Copy out every line in the rows below that contains the string "chin", and treat uppercase and lowercase letters as different.

§ Records provided:
BEGIN
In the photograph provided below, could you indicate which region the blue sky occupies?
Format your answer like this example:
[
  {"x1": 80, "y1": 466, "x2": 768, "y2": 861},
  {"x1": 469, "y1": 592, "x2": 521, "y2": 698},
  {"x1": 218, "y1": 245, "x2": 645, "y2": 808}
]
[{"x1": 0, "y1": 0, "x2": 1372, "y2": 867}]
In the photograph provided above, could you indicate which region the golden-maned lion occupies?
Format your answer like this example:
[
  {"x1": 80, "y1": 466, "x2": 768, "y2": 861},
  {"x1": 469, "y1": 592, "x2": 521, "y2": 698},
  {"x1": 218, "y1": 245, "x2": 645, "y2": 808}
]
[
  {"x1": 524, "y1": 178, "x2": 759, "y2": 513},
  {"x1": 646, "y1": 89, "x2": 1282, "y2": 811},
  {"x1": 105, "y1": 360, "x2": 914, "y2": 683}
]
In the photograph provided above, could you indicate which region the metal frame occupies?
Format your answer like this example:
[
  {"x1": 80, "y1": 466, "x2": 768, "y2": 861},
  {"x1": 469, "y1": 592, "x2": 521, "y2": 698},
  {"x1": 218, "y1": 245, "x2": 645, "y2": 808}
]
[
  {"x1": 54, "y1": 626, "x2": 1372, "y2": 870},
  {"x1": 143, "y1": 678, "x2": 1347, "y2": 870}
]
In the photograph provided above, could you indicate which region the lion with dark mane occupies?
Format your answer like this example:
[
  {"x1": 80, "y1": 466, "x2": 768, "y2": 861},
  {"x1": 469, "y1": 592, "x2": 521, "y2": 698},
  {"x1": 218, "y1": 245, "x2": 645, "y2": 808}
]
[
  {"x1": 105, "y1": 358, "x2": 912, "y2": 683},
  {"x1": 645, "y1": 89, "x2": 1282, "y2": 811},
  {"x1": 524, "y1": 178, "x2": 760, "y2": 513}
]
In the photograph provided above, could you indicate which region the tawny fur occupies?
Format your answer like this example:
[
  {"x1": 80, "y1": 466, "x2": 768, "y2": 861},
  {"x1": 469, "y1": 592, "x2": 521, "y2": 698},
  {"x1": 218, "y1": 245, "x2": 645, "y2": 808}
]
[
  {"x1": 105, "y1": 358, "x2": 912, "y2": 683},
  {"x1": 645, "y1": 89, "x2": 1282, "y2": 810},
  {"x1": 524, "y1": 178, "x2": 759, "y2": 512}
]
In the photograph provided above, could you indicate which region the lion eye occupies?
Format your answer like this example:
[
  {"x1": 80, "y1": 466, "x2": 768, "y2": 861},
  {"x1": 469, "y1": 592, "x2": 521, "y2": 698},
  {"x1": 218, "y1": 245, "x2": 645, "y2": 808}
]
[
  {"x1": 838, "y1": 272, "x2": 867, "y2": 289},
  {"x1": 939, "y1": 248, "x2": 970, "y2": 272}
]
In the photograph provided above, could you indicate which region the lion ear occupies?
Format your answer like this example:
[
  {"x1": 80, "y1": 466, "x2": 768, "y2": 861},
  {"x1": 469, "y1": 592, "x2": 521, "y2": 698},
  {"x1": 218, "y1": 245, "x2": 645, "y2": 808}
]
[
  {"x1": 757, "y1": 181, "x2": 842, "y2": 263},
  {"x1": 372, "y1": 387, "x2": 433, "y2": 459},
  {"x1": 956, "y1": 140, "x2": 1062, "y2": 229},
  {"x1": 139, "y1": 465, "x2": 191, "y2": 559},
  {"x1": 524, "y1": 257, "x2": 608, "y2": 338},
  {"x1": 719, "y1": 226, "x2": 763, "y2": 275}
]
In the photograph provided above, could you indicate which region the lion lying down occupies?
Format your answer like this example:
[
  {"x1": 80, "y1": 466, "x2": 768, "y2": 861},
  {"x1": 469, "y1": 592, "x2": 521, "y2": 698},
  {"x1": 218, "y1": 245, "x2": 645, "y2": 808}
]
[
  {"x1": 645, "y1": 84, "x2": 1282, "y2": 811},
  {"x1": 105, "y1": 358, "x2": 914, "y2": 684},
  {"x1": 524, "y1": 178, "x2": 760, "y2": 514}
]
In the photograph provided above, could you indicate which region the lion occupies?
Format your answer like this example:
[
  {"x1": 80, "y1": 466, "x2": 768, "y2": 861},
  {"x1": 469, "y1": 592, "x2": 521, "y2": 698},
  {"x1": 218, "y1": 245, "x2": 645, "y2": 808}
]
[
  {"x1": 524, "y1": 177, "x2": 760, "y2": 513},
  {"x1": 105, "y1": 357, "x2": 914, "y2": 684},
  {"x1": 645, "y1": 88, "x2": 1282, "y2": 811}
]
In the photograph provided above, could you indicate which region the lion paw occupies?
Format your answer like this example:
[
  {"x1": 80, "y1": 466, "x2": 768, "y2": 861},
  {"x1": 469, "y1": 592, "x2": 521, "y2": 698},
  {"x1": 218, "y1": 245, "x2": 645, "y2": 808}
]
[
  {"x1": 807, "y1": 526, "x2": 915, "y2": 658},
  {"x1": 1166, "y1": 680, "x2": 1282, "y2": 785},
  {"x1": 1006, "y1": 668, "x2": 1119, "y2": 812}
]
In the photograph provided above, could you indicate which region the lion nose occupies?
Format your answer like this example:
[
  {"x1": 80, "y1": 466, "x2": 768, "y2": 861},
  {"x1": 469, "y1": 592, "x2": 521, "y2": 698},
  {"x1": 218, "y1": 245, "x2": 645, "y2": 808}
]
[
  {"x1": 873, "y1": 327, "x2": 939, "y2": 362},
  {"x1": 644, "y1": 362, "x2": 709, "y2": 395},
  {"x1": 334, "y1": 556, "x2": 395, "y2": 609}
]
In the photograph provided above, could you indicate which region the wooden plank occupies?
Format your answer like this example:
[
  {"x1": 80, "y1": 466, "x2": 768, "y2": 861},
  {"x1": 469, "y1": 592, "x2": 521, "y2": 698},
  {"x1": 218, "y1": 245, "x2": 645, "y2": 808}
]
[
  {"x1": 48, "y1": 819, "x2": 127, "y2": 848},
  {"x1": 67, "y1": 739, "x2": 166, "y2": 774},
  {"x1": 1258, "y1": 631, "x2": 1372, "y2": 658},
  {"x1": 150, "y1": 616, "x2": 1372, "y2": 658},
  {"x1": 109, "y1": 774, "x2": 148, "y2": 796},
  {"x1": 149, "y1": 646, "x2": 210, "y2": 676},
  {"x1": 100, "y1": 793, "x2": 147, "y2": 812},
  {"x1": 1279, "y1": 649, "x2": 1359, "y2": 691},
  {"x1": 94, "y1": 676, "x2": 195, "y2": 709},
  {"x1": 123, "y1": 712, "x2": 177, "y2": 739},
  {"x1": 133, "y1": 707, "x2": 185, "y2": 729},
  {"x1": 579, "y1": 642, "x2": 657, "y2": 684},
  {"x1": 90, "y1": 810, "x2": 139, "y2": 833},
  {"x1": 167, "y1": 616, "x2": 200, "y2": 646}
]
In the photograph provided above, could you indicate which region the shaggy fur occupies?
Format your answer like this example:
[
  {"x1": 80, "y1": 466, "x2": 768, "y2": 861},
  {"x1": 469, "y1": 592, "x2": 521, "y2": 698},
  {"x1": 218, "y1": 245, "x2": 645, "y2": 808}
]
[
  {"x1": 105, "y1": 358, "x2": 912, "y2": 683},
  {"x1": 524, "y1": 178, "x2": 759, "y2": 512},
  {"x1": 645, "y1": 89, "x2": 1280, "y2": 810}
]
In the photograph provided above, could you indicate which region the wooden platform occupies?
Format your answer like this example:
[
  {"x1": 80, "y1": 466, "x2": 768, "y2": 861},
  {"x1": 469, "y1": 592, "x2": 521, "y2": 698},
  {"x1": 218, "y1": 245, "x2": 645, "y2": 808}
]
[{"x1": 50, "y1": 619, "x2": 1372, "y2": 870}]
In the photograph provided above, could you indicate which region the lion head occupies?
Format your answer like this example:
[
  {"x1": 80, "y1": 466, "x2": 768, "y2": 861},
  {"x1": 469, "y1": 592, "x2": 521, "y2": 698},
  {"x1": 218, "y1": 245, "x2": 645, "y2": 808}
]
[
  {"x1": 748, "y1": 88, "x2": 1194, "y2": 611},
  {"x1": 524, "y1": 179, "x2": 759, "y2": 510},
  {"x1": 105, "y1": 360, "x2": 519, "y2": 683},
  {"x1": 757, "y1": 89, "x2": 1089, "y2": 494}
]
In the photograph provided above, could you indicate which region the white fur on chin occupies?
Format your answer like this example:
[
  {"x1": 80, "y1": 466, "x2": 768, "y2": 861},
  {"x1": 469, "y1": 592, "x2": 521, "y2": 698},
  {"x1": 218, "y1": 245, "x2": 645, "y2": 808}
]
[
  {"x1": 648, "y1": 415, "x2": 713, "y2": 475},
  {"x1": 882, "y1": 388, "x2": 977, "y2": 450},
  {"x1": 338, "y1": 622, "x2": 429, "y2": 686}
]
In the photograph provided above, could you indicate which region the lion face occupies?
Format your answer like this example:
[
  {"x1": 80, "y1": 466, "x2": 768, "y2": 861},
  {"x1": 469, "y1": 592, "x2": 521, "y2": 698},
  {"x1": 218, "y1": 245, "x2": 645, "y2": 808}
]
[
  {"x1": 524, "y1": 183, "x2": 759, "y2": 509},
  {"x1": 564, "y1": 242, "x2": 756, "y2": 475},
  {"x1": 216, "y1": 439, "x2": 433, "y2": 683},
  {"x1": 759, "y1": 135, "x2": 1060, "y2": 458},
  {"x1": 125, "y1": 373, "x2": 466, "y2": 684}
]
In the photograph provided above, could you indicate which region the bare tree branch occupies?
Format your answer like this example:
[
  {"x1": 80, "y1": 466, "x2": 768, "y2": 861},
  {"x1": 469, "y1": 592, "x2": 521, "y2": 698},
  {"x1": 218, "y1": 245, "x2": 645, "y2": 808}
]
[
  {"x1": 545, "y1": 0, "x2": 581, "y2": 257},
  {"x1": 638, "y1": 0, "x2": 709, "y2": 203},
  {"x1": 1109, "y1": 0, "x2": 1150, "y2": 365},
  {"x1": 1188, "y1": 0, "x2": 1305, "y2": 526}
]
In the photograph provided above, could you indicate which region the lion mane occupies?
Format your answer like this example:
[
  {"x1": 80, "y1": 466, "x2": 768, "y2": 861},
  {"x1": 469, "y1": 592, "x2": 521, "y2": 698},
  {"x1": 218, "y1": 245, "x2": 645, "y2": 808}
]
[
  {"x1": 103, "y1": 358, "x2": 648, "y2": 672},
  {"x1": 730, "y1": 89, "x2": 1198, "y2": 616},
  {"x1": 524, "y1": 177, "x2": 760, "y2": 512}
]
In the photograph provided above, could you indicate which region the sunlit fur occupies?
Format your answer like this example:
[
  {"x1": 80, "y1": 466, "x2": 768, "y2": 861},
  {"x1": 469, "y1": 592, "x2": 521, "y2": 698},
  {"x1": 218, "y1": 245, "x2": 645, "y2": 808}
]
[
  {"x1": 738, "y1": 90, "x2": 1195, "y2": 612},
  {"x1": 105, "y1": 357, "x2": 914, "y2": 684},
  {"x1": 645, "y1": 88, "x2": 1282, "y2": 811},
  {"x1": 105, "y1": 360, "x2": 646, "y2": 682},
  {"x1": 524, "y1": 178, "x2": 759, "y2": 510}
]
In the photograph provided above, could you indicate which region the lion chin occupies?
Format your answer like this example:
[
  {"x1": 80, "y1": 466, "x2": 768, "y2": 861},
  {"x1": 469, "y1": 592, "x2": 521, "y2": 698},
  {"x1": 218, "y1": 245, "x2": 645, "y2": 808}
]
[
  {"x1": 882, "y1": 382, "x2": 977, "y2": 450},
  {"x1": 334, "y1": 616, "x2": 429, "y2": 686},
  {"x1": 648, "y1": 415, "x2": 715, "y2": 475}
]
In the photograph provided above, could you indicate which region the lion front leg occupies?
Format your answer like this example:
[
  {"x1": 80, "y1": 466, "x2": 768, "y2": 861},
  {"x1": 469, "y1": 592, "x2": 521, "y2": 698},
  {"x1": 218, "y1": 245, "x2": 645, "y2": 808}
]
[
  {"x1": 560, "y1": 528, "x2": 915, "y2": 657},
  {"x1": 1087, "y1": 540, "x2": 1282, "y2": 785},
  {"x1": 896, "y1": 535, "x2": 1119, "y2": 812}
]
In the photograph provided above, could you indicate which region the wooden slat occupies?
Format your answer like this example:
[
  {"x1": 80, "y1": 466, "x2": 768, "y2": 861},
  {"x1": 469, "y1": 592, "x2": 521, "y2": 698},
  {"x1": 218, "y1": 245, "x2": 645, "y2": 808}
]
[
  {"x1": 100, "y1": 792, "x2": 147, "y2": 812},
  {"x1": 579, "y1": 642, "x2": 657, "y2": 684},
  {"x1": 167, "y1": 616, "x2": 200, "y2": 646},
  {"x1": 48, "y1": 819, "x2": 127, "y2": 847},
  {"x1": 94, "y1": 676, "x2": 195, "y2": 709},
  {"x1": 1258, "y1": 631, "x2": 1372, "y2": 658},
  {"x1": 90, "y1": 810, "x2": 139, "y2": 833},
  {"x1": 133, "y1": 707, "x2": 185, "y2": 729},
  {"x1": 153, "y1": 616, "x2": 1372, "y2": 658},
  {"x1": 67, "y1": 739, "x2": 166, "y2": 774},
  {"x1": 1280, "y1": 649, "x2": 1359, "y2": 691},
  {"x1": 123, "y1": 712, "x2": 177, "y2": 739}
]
END
§ Worked solution:
In the photograph provided above, could you indicate which region the white fur on chin occupies?
In the photograph provided above, could you indicate which region the lion chin occupies?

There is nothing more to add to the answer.